Friday, August 14, 2020

Making fudge a family affair

Staff Writer | July 29, 2020 11:19 PM

OTHELLO — The folks at Country Cousins don’t sell “lots and lots” of fudge.

But they sell enough that they have to make it a few times a week. Which keeps them busy churning and pouring and waiting.

Because making fudge requires a lot of waiting, too.

“We have been making fudge since the beginning, since 2015,” said Amy Phillips. “We have staples. Tiger butter, it’s a peanut butter fudge, we always have that one. Chocolate, chocolate nut, those are the only ones we always have.”

And then she thinks a bit. The list of staples grows longer.

“Though we always have some kind of maple nut. And rocky road might be a staple,” she added.

Phillips is overseeing the Tuesday morning fudge batch, typically 12 or 13 five-pound pans of fudge from simple chocolate to complex swirls of orange creme and vanilla, or chocolate and mint, to an elegantly made dulce de leche that sits cooling in a pan.

They may not sell “lots and lots,” but they do sell a lot of fudge.

Phillips said Country Cousins was started by her parents Dave and Kaye Freeman in 2015 to have a place for all their grandchildren — they total 51 now, with the first great-grandchild on its way — to work and be together. The store sells fresh fruit and vegetables from the family’s farms, ice cream, locally made sauces and dressings, and hosts a fall festival for five weeks beginning in late September that includes hay rides and a pumpkin patch.

And, of course, there’s the fudge.

Phillips herself is overseeing her nephew Dallin Freeman, 17, who has been making the bulk of the Country Cousins fudge this summer, and her two kids Kathryn, 15, and Austin, 12, .

They don’t quite make it from scratch, however. Phillips said they buy fudge mixes from Calico Cottage, a company that bills itself as “the world’s largest provider of fudge ingredients, equipment and merchandising expertise” on its website and follow the recipes contained in a big, red binder.

— Source information —

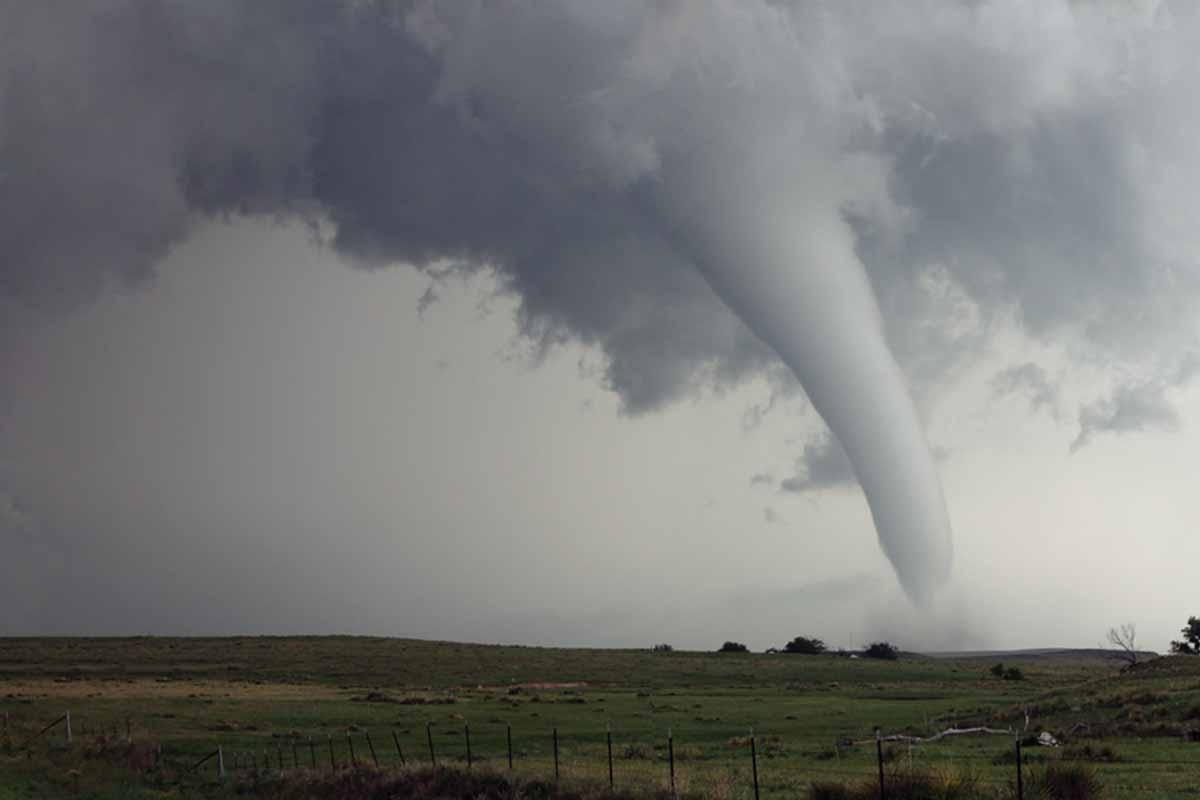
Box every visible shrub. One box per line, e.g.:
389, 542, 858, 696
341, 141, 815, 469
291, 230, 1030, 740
809, 769, 979, 800
1030, 763, 1104, 800
863, 642, 900, 661
784, 636, 826, 656
1062, 744, 1121, 764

— To do —
A. List every person named in the fudge article.
B. According to the fudge article, which company supplies the fudge mixes Country Cousins uses?
C. Duplicate everything in the fudge article from "Phillips is overseeing" down to "there’s the fudge.".

— Task results —
A. Amy Phillips, Dave Freeman, Kaye Freeman, Dallin Freeman, Kathryn, Austin

B. Calico Cottage

C.
Phillips is overseeing the Tuesday morning fudge batch, typically 12 or 13 five-pound pans of fudge from simple chocolate to complex swirls of orange creme and vanilla, or chocolate and mint, to an elegantly made dulce de leche that sits cooling in a pan.

They may not sell “lots and lots,” but they do sell a lot of fudge.

Phillips said Country Cousins was started by her parents Dave and Kaye Freeman in 2015 to have a place for all their grandchildren — they total 51 now, with the first great-grandchild on its way — to work and be together. The store sells fresh fruit and vegetables from the family’s farms, ice cream, locally made sauces and dressings, and hosts a fall festival for five weeks beginning in late September that includes hay rides and a pumpkin patch.

And, of course, there’s the fudge.